**TEXT BLOCK:**
════
Chris,

> In the old days of UFS, on occasion one might create multiple file  
> systems (using multiple partitions) of a large LUN if filesystem  
> corruption was a concern.  It didn’t happen often  but filesystem  
> corruption has happened.  So, if filesystem X was corrupt  
> filesystem Y would be just fine.
>
> With ZFS, does the same logic hold true for two filesystems coming  
> from the same pool?

For the purposes of isolating corruption, the separation of two or  
more filesystems coming from the same ZFS storage pool does not help.  
An entire ZFS storage pool is the unit of I/O consistency, as all ZFS  
filesystems created within this single storage pool share the same  
physical storage.

When configuring a ZFS storage pool the [poor] decision of choosing a  
non-redundant (single or concatenation of disks) verses redundant  
(mirror, raidz, raidz2) storage pool, offers no means for ZFS to  
automatically recover for some forms of corruption.

Even when using a redundant storage pool, there are scenarios in  
which this is not good enough. This is when filesystem needs  
transitions into availability, such as when the loss or accessibility  
of two or more disks, causes mirroring or raidz to be ineffective.

As of Solaris Express build 68, Availability Suite [http:// 
www.opensolaris.org/os/project/avs/] is part of base Solaris,  
offering both local snapshots and remote mirrors, both of which work  
with ZFS.

Locally on a single Solaris host, snapshots of the entire ZFS storage  
pool can be taken at intervals of ones choosing, and with multiple  
snapshots of a single master, collections of snapshots, say at  
intervals of one hour, can be retained. Options allow for 100%  
independent snapshots (much like your UFS analogy above), dependent  
where only the Copy-On-Write data is retained, or compact dependent  
where the snapshots physical storage is some percentage of the master.
════
**RECORDED DATA:**

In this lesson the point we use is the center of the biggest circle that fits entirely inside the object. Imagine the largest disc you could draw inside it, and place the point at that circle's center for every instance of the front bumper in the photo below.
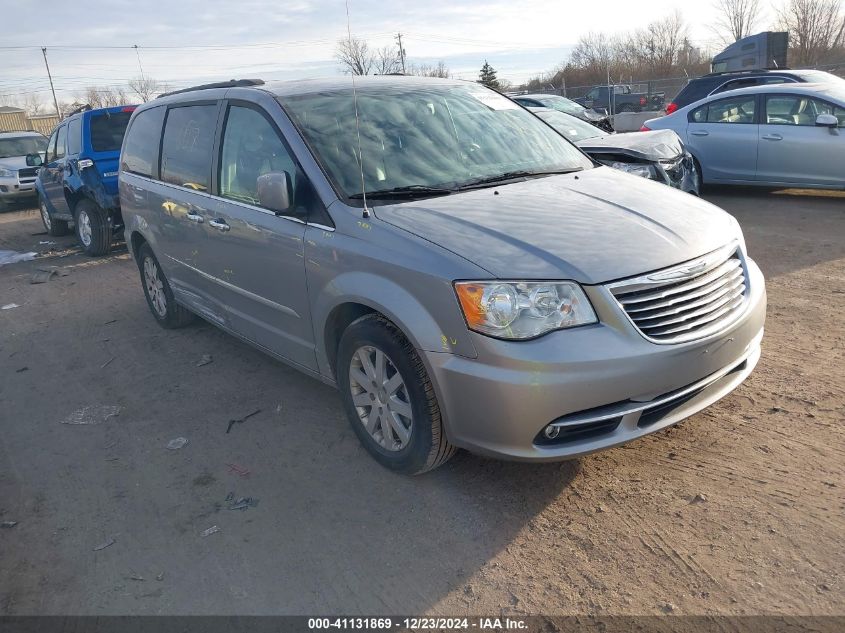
(603, 384)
════
**PROBLEMS AND TASKS:**
1. In the reply on ZFS storage pools, condense the paragraph beginning "For the purposes of isolating corruption" into fewer words while keeping its main facts.
2. Write the next part of the reply on ZFS storage pools, picking up after its final sentence.
The material has no connection to the reply on ZFS storage pools.

**RESPONSES IN ORDER:**
1. Splitting one ZFS storage pool into several filesystems does not isolate corruption. The whole pool is the unit of I/O consistency, since all its filesystems share the same physical storage.

2.
Remotely between to or more Solaris hosts, remote mirrors of  the  
entire ZFS storage pool can be configured, where synchronous  
replication can offer zero data loss, or asynchronous replication can  
offer near zero data loss, but both offering write-order, on disk  
consistency. A key aspect of remote replication with Availability  
Suite, is that the replicated ZFS storage pool can be quiesced on the  
remote node and accessed, or in a disaster recover scenario, take  
over instantly where the primary left off. When the primary site is  
restored, the MTTR (Mean Time To Recovery) is essentially zero, since  
Availability Suite supports on-demand pull, so yet to be replicated  
blocks are retrieved synchronously, allowing the ZFS filesystem and  
applications to be resumed without waiting for a potentially length  
resynchronization.


>
> Said slightly differently, I’m assuming that if the pool becomes  
> mangled some how then all filesystems will be toast … but is it  
> possible to have one filesystem be corrupted while the other  
> filesystems are fine?
>
> Hmmm, does the answer depend on if the filesystems are nested
> ex: 1      /my_fs_1          /my_fs_2
> ex: 2      /home_dirs    /home_dirs/chris
>
> TIA!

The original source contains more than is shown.